El informe, titulado “Drug Violence in Mexico: Data and Analysis Through 2016” (Violencia por drogas en México: datos y análisis para 2016) es la más reciente de una serie de publicaciones anuales del proyecto Justicia en México, operado por el departamento de estudios políticos y relaciones internacionales de la Universidad de San Diego.
Los autores, los profesores Kimberly Heinle, Octavio Rodríguez Ferreira y David A. Shirk, señalan al comienzo del informe que en 2016 hubo un incremento sustancial en el número total de homicidios y de homicidios relacionados con el crimen organizado.
Con base en estadísticas del Sistema Nacional de
Seguridad Pública (SNSP), contaron 22.932 muertes totales en 2016, un aumento aproximado de 20 por ciento en relación con las 18.650 muertes registradas en 2015. El total de 2015 también representó un leve incremento sobre 2014, lo que significa que el año anterior no solo representó un cierre decisivo a la mayor tranquilidad de los primeros años de la administración de Peña Nieto, sino también la intensificación de la espiral de violencia.
Veinticuatro de los 32 estados mexicanos reportaron incrementos en homicidios, un reflejo de una tendencia general a mayor violencia. Los incrementos se concentraron especialmente en Colima y Zacatecas, donde hubo repuntes en los homicidios de cuatro y dos veces más, respectivamente. Baja California, Michoacán y Veracruz también registraron incrementos sustanciales. Guerrero se mantuvo como el estado más sanguinario de México en 2016.
Con excepción de Veracruz, que se sitúa a lo largo de la Costa del Golfo de México, todos esos estados son claves para las rutas de tráfico por el Pacífico. La mayoría de ellos se han contado por mucho tiempo entre las zonas más notoriamente conflictivas de México, si bien Colima se libró en gran medida de lo peor de la violencia relacionada con el narco en años anteriores.
ANÁLISIS DE INSIGHT CRIME
En el análisis de las tres fuentes que rastrean las muertes ligadas al crimen organizado, los autores del informe señalan el crimen organizado como factor principal en el aumento de la violencia en el territorio nacional. Prácticamente la totalidad de los incrementos en homicidios en Colima y Zacatecas se derivan de alzas en violencia asociada al crimen organizado, concluye el informe. Guerrero, Michoacán y Nayarit (otro pequeño estado costero clave para las rutas de tráfico del Pacífico) también exhibió un aumento sustancial en ese tipo de homicidios. En todo el país, los cálculos de la fracción de asesinatos totales atribuibles al crimen organizado varían de 30 por ciento a más de 50 por ciento.
Uno de los motores claves a los que apuntan los autores es la extradición de Joaquín “El Chapo” Guzmán y el término de la que llaman Pax Sinaloa, mediante la cual el Cartel de Sinaloa consolidó el control sobre gran parte del norte y el oeste del país. Las victorias del Cartel de Sinaloa pusieron término temporalmente a las luchas por zonas como Tijuana y Juárez hacia 2010, pero esos triunfos no fueron lo bastante decisivos para resistir el retiro de su principal líder. Tampoco, en realidad, el Cartel de Sinaloa fue capaz de consolidar control suficiente sobre Guerrero para dar una apariencia de calma al estado del Pacífico sur.
-------------------------
ACTIVIDAD PROPUESTA
Responde con base en el texto sobre la violencia por drogas en México:
(a) ¿Cuántas muertes totales se contaron en 2016 con base en estadísticas del SNSP?
(b) ¿Cuántos de los 32 estados mexicanos reportaron incrementos en homicidios?
(c) ¿Qué universidad opera, a través de uno de sus departamentos, el proyecto Justicia en México?
-------------------------
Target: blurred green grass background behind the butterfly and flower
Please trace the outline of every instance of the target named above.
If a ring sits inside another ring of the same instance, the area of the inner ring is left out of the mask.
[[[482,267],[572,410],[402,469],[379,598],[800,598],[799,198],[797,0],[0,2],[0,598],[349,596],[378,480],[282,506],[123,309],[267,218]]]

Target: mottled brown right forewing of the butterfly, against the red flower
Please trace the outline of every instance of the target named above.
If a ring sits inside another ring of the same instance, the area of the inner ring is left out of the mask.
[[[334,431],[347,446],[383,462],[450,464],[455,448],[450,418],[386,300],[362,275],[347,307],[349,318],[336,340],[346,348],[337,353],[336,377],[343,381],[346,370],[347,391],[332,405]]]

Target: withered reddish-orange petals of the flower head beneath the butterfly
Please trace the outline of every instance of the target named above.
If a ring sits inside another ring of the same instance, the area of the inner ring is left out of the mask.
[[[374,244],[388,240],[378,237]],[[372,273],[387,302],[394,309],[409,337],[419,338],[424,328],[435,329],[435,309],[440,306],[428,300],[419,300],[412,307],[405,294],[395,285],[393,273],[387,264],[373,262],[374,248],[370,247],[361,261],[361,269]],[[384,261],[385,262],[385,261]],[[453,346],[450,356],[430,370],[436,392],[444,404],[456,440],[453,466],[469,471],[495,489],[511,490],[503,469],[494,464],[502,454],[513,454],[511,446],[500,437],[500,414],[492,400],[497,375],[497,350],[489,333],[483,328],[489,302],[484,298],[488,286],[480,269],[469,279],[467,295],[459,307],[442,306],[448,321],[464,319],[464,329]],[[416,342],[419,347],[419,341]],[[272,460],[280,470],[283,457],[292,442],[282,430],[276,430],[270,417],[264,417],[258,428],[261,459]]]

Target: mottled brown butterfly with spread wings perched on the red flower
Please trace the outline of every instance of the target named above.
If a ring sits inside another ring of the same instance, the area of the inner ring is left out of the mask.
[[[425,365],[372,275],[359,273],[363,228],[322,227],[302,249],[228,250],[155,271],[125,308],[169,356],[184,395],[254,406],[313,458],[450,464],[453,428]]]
-------------------------
RESPUESTA FINAL
(a) 22.932 muertes.
(b) Veinticuatro.
(c) La Universidad de San Diego.